*Tasks to complete*
**1.** The essay on Halloween asks whether our spirit for fantasy has vanished into a black hole. List the things it names as making up that black hole.
**2.** In the essay on Halloween, what is the lady at the supermarket checkout dressed as?
**3.** Continue the essay on Halloween from where it stops.

*Passage for review*

Smoke and Mirrors

Boo!

It’s nearly Halloween. You can smell the fire pit; feel the brisk fall breeze, while a dampness creeps into your bones. As you walk through the aisles of the supermarket, you’re greeted by a man in a tuxedo and a cape, carrying a cane. The lady at the checkout is dressed as Peter Pan. They are making caramel apples with apples so large they could be grapefruit. Kids eyes have grown larger, and their teeth are shouting in protest. The treats abound and as the night encroaches on us all, only the few and the brave will wander the neighborhoods to pillage and plunder while impersonating Johnny Depp impersonating a Pirate or perhaps they have grown horns from their head while wielding a pitchfork made of flames and fake blood.

As kids, Halloween can be a day where we dress and act like our hero’s. We can have super powers. We can do magic. It’s a day that fantasy becomes more truth than fiction, where imaginations bloom into reality. It’s also the day where anything and everything that scares us can manifest into walking and talking characters willing to trade a Snickers for a Kit Kat. As kids, trick-or-treating, we walked the streets without fear, seeing Werewolves, Witches, Zombies, Devils, Dinosaurs, Aliens, and then there were the Fairies, the Knights, Cops, Firemen, Army Soldiers, Nurses and Doctors, Wonder Women and Super Men.

As adults, well, what do we really make of Halloween now? It is wonderful to walk in the market and see men and women in costume. But have we let our spirit for fantasy vanish into the black hole of adulthood, responsibility, reality? Do we let our pride or maturity over rule the enticement of fiction and fanciful adventure? If you see someone of middle age dressed as a fairy do you smile while letting their glitter cast magic on your heart, or do you take too much note on the details of their costume and focus on the plastic or the fake?

Now, this may seem like an obvious statement, but what I want to propose to you all is that Halloween, and anyone who chooses to dress and live their fantasy, child or adult, may be the one day that we are the most honest to ourselves and to others.

The fact is, for us responsible and rational adults, the every day life we have to lead means that we have to be sociably acceptable, live to certain rules and mannerisms, in order to fit in or be successful. If you’re a kid and dress as a Wall Street Tycoon, its cute and funny. Give him or her some Monopoly money and a monocle and they’ll break your heart. As an adult, being a true Tycoon means playing many more roles: mentor, dictator; manipulative yet compassionate. Or, compassionately manipulative. That’s just one example. Another and more heartbreaking is to imagine a Doctor who brings devastating news to a patient and their family. They cannot allow themselves to show how they really feel, not all the way, and still do their job. They must deliver news, provide help and assistance, showing strength even while their knees want to buckle under the pressure of just doing their job.

*Given information*
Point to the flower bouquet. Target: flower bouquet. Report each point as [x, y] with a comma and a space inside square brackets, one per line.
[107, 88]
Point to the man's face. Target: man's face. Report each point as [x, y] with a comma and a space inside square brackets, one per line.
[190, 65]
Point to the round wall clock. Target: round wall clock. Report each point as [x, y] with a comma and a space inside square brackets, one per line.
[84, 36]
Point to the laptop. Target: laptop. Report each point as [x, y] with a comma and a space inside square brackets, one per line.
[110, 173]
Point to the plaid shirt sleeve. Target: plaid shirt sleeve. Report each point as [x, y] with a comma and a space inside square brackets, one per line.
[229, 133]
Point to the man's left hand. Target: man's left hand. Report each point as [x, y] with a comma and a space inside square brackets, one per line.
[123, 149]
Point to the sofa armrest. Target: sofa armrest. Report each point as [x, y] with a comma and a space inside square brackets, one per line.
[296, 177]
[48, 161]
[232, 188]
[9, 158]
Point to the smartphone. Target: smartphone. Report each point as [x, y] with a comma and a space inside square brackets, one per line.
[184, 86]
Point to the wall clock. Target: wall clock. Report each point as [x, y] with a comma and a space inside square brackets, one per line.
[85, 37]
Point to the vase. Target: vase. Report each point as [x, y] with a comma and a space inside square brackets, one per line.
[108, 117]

*Answers by item*
**1.** adulthood, responsibility, reality

**2.** Peter Pan.

**3.**
Being an adult can crush our spirits at times. Work can push our limits of physical and mental stamina. We will struggle with our family, finances, and friends. We love them and we pay our bills, but there are many days that being a socially responsible person can break our spirit or deaden our imagination. So, we wear a different kind of mask, and we hide our feelings. We do this to protect those we love. We do this to protect our own sanity. And we live our lies with fake smiles, forced laughs. We live in our masks, nodding at strangers around us who we call mates.

Now, this all seems quite bleak and dark. This is more frightening than the dark and stormy nights we feared as children, or the goblins and ghouls around the cemetery. This scary Halloween tale rings too true to heart. So, what are we to do with this knowledge?

Simple.

Remember what it was like to be a kid. You don’t have to take the mask off. You just need to change the character. Dress up as the one you admire. Wear the mask of the hero. Wear the mask as the witch! Put on your pointy hat and pointy shoes and let it out, cry, and shriek. Those closest will understand, and those that extend out their arms will remind you that no matter what mask you wear, you’re supported.

Life is smoke and mirrors, just remember that the person in that mirror can be whomever you wish them to be.